ARTIKEL |
Alle folgenden Überlegungen haben ihre Ursache in Frage, warum sollen bei einem Würfelspiel bei ein unendlichen Anzahl von Würfen alle Zahlen (Augen) gleich oft vorkommen. Wenn dem wirklich so ist, muß sich der Würfel die bisherigen Würfe merken! Wie soll das möglich sein??? - Zuerst werde ich eine philosophische Lösung an Hand des Buches „Die 100 wichtigsten philosophischen Argumente“[1] versuchen, dann das mathematische Modell vorstellen. Zum Schluß möchte ich meine eigene Lösung darlegen. Das Objekt meine Betrachtungen ist der Würfel (lat. kubus). Seit dem 16. Jahrhundert wird er als mathematischer Begriff für einen Körper benutzt, der von sechs kongruenten Quadraten begrenzt wird. In der griechischen Antike gehört er zu den platonischen Körpern, die Euklid systematisch konstruiert und beweist. Nun zu den einzelnen Auslegungsmöglichkeiten:

1. Möglichkeit (Thomas von Aquin )

Nach Thomas von Aquin[1]

"Wir finden nämlich in den Dingen solche, welche die Möglichkeit haben zu sein und nicht zu sein, da sich einiges findet, das entsteht und vergeht und infolgedessen die Möglichkeit hat zu sein und nicht zu sein. Es ist aber unmöglich, daß alles von dieser Art [ewig] sei, weil das, was möglicherweise nicht sein kann, auch einmal nicht ist. Wenn also alles die Möglichkeit hat, nicht zu sein, daß war hinsichtlich der Dinge auch einmal nichts. Wenn dies aber wahr ist, dann wäre auch jetzt nichts, weil das, was nicht ist, nur anfängt zu sein durch etwas, was ist. ...Also ist nicht alles Seiende nur Mögliches, sondern es muß auch etwas Notwendiges unter den Dingen geben. Jedes Notwendige aber hat die Ursache seiner Notwendigkeit entweder von anderswoher oder nicht. Es ist aber nicht möglich, daß alles Unendliche bei den notwendigen (Dingen) gehe, die eine Ursache ihrer Notwendigkeit haben, wie dies auch bei den Wirkursachen nicht möglich ist, wie (oben) bewiesen. Also ist es notwendig etwas anzunehmen, das an sich notwendig ist und die Ursache seine Notwendigkeit nicht von anderswoher hat, sondern das (vielmehr) Ursache der Notwendigkeit für die anderen (Dinge) ist. Dies nennen wir alle Gott."


Meine Auslegung

Wenn diese Annahme zutreffen würde, wäre an eine an einer zentralen Stelle am Anfang aller Dinge Gott, der auf alle folgenden Ereignisse (Würfe des Würfels) Einfluß nimmt und nehmen wird. Das hätte eine Willkür zur Folge, die aber gewissen Regeln folgen müßte.

GESPEICHERTE DATEN |
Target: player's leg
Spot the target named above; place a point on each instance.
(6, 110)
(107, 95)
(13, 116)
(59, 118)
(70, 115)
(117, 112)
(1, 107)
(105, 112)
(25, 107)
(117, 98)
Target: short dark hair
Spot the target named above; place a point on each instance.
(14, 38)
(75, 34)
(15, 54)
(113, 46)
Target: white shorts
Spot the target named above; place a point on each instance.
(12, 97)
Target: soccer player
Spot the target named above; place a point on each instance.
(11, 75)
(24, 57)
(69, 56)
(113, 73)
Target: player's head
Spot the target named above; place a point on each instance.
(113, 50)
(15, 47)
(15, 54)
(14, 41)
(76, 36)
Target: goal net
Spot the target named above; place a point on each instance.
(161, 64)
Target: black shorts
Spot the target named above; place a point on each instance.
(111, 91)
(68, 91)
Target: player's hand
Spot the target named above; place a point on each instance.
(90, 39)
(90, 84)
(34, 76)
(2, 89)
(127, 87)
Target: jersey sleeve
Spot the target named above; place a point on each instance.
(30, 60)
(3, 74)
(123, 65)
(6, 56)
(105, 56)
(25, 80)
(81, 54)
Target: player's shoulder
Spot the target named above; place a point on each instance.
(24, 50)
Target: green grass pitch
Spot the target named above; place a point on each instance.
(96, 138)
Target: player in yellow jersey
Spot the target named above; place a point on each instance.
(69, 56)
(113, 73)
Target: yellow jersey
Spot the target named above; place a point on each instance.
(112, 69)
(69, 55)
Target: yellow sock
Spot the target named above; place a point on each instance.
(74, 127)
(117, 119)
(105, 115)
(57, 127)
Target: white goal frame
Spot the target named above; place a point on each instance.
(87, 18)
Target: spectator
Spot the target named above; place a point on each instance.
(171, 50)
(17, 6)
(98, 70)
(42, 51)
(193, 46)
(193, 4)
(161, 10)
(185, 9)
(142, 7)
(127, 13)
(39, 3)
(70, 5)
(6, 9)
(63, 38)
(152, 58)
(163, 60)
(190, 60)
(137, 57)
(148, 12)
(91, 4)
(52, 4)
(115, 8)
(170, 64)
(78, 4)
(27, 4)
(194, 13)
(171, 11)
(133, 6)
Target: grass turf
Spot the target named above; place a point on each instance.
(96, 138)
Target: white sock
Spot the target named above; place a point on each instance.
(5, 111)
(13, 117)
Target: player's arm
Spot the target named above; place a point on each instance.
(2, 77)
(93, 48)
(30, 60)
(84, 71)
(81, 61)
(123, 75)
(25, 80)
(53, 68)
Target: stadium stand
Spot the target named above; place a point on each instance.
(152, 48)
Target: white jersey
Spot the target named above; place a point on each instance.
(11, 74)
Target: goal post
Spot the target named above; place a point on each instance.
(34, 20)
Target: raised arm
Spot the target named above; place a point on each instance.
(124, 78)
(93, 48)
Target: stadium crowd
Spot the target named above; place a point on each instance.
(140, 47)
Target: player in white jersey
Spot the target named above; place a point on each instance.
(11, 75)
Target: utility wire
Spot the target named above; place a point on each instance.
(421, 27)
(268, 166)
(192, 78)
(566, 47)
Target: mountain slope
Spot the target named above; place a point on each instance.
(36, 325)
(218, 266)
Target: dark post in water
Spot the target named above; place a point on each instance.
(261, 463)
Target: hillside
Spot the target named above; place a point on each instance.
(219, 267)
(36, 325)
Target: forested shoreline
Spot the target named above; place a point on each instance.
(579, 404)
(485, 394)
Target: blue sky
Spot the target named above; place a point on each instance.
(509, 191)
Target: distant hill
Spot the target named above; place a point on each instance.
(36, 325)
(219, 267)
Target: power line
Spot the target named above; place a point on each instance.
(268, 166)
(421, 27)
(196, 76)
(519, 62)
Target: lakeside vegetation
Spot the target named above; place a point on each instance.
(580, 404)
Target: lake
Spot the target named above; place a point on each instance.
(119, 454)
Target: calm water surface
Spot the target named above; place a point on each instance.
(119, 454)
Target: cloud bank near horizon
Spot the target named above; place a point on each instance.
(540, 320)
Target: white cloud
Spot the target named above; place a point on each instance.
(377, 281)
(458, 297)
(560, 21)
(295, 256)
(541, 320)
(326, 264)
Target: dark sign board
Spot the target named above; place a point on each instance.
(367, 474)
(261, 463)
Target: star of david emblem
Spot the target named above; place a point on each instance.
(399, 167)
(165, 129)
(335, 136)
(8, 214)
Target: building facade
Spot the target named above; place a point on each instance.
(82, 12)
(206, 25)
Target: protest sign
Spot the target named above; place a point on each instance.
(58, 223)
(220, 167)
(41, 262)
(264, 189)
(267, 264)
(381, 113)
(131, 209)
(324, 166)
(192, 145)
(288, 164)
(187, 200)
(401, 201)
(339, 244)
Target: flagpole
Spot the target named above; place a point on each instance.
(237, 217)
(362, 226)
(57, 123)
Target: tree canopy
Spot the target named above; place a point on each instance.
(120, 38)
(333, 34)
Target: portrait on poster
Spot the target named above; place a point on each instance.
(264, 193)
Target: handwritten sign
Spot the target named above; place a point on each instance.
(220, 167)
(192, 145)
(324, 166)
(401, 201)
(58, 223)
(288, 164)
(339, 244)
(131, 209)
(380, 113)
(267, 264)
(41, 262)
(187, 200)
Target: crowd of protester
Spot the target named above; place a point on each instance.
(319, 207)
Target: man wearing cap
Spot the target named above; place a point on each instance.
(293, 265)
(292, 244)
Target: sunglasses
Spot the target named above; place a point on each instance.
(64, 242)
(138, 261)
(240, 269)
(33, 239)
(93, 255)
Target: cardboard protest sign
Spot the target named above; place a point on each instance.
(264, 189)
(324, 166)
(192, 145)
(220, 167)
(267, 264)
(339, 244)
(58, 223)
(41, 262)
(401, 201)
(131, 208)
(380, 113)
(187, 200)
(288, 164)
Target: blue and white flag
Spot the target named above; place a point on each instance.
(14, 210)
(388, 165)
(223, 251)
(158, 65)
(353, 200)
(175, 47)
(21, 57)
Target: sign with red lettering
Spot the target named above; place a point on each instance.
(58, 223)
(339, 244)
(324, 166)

AUFGABEN |
- A) Seit welchem Jahrhundert wird der Würfel laut dem Text über den Würfel als mathematischer Begriff verwendet?
- B) Gib an, ob die folgenden Aussagen mit dem Text über den Würfel übereinstimmen, und belege jede Antwort mit einem wörtlichen Zitat daraus. (i) Die philosophische Lösung stützt sich auf ein Buch. (ii) Der Würfel wird von acht kongruenten Quadraten begrenzt. (iii) In der griechischen Antike zählt der Würfel zu den platonischen Körpern.
- C) Führe den Text über den Würfel im Anschluss an seinen letzten Satz weiter.

LÖSUNGEN |
- A) Seit dem 16. Jahrhundert.

- B)
(i) Ja: „an Hand des Buches „Die 100 wichtigsten philosophischen Argumente““
(ii) Nein: „von sechs kongruenten Quadraten begrenzt“
(iii) Ja: „In der griechischen Antike gehört er zu den platonischen Körpern“

- C)
2. Möglichkeit (Parmenides)

Nach Parmenides[1]
Parmenides geht davon aus, das ein Gegenstand vom Sein ins Nichtsein oder vom Nichtsein ins Sein übergeht. Jeder Gegenstand wird auf die Ebene der Zeit gehoben, also nie zerstört oder geschaffen oder wieder aus ihr entfernt. Das bedeutet, daß diese Welt statisch ist, also ohne Veränderung.

Meine Auslegung

 

Diese Deutung der Welt würde die gleichmäßige Verteilung der Würfe erklären, da schon alle möglichen Variationen dem Würfel zugeordnet sind, aber noch nicht auf die Ebene der Zeit gehoben sind. Jetzt taucht natürlich die Frage auf, wer die Reihenfolge der Ereignisse festgelegt hat!!!

3. Möglichkeit (Berkeleys)

nach George Berkeleys [1]
Der Meisterbeweis von George Berkeleys stellt sich die Frage „Bist du in der Lage, dir die Existenz eines Baumes vorzustellen, ohne ihn wahrzunehmen oder zu denken?“
„Da es unmöglich ist, die Existenz von Materie zu denken, ohne sie auch wahrzunehmen, schlußfolgert Berkeleys, daß die Annahme der Existenz von Materie irrational ist.“

Meine Auslegung

Wenn also der Würfel nicht als Materie anzusehen ist, wäre die Würfelfrage ganz anders anzugehen. Es könnte von keiner Existenz von Materie ausgegangen werden, der Würfel und somit die gewürfelten Augenzahlen sind nur ein Spiegelbild der Gedanken des Ausführenden.

4. Möglichkeit (Diodoros Kronos)


nach Diodoros Kronos[1] um 350 v. Chr.


Das Meisterargument von Diodoros Kronus besagt, daß das was vergangen ist, nicht mehr verändert werden kann. Das vergangene ist deshalb eine notwendige Wahrheit.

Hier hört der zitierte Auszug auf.